What is required
Repeat each line of the material below exactly.

Entries provided

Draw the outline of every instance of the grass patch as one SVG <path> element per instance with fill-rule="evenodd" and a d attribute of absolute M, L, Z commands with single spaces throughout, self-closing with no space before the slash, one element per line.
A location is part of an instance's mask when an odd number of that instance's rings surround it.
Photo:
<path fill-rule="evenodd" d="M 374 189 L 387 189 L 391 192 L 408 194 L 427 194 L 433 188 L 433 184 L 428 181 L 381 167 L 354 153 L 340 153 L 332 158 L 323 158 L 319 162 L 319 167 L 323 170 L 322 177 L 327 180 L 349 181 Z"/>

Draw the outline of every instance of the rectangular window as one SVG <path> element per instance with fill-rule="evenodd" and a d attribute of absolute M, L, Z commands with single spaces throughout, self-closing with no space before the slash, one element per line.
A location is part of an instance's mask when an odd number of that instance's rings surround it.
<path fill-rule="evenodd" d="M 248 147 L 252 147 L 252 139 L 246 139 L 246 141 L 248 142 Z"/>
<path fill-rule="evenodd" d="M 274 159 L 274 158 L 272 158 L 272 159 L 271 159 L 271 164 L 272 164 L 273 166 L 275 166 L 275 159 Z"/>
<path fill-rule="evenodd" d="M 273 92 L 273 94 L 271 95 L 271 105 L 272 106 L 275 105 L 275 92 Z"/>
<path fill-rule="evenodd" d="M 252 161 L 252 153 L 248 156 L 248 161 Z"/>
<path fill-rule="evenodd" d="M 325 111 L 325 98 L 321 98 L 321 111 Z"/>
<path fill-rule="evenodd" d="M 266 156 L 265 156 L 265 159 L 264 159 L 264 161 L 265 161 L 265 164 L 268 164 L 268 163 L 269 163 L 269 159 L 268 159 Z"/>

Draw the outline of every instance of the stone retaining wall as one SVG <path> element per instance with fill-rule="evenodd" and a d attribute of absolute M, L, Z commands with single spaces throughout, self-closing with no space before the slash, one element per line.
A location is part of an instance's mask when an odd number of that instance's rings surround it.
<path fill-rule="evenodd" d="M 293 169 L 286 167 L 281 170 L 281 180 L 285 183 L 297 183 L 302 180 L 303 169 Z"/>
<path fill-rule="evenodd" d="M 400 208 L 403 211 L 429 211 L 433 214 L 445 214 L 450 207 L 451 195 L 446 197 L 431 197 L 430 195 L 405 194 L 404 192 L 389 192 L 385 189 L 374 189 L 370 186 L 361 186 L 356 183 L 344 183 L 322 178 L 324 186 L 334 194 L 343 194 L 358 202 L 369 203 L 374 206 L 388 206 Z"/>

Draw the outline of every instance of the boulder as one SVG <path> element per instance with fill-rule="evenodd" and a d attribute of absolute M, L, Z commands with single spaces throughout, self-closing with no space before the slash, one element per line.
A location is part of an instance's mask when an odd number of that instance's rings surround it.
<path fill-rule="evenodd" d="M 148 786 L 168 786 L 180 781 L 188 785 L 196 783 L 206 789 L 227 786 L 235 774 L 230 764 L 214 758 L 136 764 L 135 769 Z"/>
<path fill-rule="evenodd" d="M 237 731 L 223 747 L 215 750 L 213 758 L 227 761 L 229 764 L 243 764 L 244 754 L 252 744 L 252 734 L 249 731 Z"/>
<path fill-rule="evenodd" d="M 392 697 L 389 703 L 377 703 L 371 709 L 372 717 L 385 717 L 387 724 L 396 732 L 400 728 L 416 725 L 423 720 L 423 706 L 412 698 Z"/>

Solution
Draw the outline of every instance of the grass patch as one SVG <path> element per instance with fill-rule="evenodd" and a d attribute of absolute M, L, Z commands with single spaces throughout, self-closing with no space before the slash, one element per line.
A location is part of an instance's mask when an odd number of that instance's rings surround it.
Photo:
<path fill-rule="evenodd" d="M 374 189 L 387 189 L 391 192 L 408 194 L 427 194 L 433 188 L 433 184 L 428 181 L 381 167 L 354 153 L 340 153 L 332 158 L 323 158 L 319 162 L 319 167 L 323 170 L 322 177 L 327 180 L 349 181 Z"/>

Draw the outline of every instance of the rectangular window as one SVG <path> element per instance with fill-rule="evenodd" and a d attribute of absolute M, L, Z commands with single spaces throughout, self-closing with no space before the slash, one element per line.
A location is part of an instance's mask when an odd number of that instance's rings surround it.
<path fill-rule="evenodd" d="M 248 147 L 252 147 L 252 139 L 246 139 L 246 141 L 248 142 Z"/>
<path fill-rule="evenodd" d="M 274 159 L 274 158 L 272 158 L 272 159 L 271 159 L 271 164 L 272 164 L 273 166 L 275 166 L 275 159 Z"/>
<path fill-rule="evenodd" d="M 273 92 L 273 94 L 271 95 L 271 105 L 272 106 L 275 105 L 275 92 Z"/>
<path fill-rule="evenodd" d="M 252 161 L 252 153 L 248 156 L 248 161 Z"/>
<path fill-rule="evenodd" d="M 325 111 L 325 98 L 321 98 L 321 111 Z"/>
<path fill-rule="evenodd" d="M 266 156 L 265 156 L 265 159 L 264 159 L 264 161 L 265 161 L 265 164 L 268 164 L 268 163 L 269 163 L 269 159 L 268 159 Z"/>

Draw the outline of every instance of the stone retaining wall as one SVG <path> element per instance with fill-rule="evenodd" and a d attribute of absolute M, L, Z commands with single spaces throughout, self-closing with no space before the slash, one element per line.
A location is part of an instance's mask when an odd number of that instance's rings surround it.
<path fill-rule="evenodd" d="M 293 169 L 286 167 L 281 170 L 281 180 L 285 183 L 297 183 L 302 180 L 303 169 Z"/>
<path fill-rule="evenodd" d="M 400 208 L 403 211 L 429 211 L 433 214 L 445 214 L 450 207 L 451 195 L 446 197 L 431 197 L 430 195 L 405 194 L 404 192 L 389 192 L 385 189 L 374 189 L 370 186 L 361 186 L 356 183 L 344 183 L 322 178 L 324 186 L 334 194 L 343 194 L 358 202 L 369 203 L 374 206 L 388 206 Z"/>

Draw the outline of every instance of the boulder as one SVG <path> element per instance with fill-rule="evenodd" and a d attribute of absolute M, L, Z commands with single spaces throughout, self-closing with no space before the slash, one element per line.
A location is part of an instance's mask when an odd number of that instance's rings surround it.
<path fill-rule="evenodd" d="M 148 786 L 168 786 L 180 781 L 188 785 L 196 783 L 206 789 L 227 786 L 235 774 L 230 764 L 214 758 L 136 764 L 135 769 Z"/>
<path fill-rule="evenodd" d="M 237 731 L 223 747 L 215 750 L 213 758 L 227 761 L 229 764 L 243 764 L 244 754 L 252 744 L 252 734 L 249 731 Z"/>
<path fill-rule="evenodd" d="M 392 697 L 389 703 L 377 703 L 371 709 L 372 717 L 385 717 L 387 724 L 396 732 L 400 728 L 416 725 L 423 720 L 423 706 L 412 698 Z"/>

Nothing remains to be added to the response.